Problem statement: Reproduce word for word the lines of the data below, starting at the line that contains "of the table" and continuing through the last line of the data, with both of those lines included.

Excerpts from point annotation data
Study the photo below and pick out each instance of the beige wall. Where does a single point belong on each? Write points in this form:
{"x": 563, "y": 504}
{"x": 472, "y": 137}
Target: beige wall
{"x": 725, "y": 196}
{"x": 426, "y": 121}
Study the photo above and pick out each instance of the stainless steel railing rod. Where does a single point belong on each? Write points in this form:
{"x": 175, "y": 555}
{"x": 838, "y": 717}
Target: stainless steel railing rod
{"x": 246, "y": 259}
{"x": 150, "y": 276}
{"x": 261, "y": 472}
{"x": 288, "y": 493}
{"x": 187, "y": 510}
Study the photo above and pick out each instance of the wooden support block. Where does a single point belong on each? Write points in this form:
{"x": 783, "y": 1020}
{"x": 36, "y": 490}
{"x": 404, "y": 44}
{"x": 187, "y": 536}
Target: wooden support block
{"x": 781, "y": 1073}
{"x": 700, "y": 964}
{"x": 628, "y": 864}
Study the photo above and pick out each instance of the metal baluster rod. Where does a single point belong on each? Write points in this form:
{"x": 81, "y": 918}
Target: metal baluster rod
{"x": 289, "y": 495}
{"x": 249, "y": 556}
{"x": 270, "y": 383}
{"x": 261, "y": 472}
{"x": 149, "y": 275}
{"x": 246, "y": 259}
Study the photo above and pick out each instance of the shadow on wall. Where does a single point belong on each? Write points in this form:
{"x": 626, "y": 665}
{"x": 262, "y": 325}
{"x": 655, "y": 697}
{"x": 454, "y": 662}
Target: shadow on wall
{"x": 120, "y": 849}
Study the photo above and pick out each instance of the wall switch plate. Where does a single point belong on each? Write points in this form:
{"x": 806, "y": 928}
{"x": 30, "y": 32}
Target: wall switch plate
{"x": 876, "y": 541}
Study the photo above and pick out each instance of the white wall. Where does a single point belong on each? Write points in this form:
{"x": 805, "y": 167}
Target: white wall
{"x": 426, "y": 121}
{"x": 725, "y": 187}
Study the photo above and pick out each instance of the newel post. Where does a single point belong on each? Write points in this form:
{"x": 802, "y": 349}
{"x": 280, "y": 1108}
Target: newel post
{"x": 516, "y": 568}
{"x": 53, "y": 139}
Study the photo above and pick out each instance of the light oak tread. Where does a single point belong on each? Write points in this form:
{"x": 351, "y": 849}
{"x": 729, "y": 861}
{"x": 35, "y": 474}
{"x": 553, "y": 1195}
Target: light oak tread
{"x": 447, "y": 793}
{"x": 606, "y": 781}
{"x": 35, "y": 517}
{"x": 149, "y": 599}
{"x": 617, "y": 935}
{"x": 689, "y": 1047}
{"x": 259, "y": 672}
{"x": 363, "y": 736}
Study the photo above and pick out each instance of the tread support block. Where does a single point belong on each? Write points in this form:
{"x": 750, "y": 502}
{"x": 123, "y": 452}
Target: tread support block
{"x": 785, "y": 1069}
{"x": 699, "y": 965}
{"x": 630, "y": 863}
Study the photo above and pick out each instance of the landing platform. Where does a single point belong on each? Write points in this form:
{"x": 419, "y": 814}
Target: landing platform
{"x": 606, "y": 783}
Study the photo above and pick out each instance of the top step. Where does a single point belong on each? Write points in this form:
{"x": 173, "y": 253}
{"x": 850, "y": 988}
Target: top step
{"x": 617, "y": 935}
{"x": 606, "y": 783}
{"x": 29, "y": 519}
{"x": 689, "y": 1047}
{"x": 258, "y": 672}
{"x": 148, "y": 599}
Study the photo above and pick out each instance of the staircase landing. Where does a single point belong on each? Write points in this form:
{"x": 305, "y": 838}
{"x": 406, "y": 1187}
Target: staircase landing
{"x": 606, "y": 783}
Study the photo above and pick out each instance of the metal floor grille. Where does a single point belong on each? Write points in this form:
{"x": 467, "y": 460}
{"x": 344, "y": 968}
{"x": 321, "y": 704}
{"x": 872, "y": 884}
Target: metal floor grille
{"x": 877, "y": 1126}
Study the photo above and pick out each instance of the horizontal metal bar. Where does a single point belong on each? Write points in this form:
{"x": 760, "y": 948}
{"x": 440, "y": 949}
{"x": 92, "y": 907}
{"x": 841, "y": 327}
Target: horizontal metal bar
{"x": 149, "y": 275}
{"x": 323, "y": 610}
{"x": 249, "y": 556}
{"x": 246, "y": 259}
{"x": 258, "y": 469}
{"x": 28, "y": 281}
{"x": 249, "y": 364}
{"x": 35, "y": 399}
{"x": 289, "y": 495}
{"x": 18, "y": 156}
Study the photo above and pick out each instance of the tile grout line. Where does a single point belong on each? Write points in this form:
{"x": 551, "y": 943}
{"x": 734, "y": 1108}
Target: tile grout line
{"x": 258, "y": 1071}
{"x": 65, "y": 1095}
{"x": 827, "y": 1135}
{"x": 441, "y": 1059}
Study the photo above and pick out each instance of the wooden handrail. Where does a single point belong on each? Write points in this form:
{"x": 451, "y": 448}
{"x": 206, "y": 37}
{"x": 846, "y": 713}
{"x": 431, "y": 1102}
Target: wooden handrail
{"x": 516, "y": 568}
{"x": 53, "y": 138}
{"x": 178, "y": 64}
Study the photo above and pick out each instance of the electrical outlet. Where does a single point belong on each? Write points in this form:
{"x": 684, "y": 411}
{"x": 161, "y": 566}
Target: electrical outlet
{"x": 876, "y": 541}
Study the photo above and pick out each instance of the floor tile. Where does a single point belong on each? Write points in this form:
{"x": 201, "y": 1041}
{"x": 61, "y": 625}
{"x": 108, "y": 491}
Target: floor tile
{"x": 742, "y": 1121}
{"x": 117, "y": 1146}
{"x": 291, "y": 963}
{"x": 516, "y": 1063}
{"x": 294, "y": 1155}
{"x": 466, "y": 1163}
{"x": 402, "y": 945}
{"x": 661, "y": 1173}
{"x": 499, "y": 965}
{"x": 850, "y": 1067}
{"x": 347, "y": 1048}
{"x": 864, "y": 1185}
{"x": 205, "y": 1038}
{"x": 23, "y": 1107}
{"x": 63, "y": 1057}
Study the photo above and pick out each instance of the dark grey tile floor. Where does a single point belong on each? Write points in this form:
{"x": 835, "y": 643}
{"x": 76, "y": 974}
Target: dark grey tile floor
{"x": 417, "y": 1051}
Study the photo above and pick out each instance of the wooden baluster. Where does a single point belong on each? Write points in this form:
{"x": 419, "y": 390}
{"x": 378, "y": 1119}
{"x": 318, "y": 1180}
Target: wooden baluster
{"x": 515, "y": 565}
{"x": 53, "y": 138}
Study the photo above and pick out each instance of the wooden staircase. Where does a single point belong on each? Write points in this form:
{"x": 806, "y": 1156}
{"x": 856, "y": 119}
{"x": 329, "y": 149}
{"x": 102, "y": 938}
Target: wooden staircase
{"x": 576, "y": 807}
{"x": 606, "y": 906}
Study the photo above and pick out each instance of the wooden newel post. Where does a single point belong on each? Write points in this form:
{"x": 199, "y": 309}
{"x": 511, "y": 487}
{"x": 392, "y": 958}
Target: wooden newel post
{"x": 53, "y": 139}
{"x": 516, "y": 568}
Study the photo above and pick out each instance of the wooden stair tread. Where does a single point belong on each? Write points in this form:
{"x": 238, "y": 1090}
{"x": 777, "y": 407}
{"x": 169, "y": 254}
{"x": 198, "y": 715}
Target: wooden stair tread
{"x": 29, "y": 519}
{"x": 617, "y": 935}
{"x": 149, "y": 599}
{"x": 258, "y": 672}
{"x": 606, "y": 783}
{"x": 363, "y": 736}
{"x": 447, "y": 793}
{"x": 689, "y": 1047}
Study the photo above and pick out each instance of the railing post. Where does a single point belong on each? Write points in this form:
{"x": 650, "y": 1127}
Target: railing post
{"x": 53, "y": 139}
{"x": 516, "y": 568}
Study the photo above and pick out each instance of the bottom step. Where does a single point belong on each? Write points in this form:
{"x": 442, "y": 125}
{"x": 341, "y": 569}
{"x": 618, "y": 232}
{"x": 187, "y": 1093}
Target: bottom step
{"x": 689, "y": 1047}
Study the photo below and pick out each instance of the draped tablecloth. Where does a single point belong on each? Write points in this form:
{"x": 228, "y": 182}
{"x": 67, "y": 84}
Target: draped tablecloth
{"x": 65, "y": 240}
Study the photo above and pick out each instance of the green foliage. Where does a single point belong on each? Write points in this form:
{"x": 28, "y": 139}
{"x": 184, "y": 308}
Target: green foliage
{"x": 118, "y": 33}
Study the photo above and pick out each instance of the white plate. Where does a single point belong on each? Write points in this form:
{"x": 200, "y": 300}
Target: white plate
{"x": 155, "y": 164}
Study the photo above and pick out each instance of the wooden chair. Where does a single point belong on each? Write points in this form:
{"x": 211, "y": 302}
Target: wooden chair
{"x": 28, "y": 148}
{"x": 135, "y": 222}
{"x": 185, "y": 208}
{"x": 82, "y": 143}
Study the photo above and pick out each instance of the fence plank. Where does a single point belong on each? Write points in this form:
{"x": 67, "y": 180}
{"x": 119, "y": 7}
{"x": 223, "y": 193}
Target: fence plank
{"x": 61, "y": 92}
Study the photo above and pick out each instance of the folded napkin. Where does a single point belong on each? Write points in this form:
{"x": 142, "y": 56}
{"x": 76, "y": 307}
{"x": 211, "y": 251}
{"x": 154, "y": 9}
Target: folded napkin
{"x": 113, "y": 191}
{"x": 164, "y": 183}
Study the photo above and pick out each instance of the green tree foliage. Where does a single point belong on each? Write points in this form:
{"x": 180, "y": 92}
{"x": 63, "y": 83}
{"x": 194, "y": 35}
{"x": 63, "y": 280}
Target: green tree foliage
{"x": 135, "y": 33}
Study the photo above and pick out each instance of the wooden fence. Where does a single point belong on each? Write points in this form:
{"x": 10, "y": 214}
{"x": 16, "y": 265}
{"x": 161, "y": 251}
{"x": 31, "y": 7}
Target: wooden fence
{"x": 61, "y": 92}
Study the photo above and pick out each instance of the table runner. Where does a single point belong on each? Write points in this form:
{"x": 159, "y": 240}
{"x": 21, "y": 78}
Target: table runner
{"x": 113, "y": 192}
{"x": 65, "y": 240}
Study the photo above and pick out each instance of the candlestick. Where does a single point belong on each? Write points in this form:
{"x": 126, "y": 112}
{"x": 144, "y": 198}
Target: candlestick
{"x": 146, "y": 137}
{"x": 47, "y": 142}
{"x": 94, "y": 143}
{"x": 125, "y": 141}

Correct response:
Study the photo above and pick out each instance of the table runner. Where does a single point belong on each? Write points in this form:
{"x": 159, "y": 240}
{"x": 21, "y": 78}
Target: table runner
{"x": 113, "y": 192}
{"x": 65, "y": 240}
Study the photo above and pick out each instance of the candlestick. Where does a single point belong on each? Write points in this form:
{"x": 126, "y": 112}
{"x": 144, "y": 198}
Target: candlestick
{"x": 146, "y": 137}
{"x": 47, "y": 142}
{"x": 94, "y": 143}
{"x": 125, "y": 141}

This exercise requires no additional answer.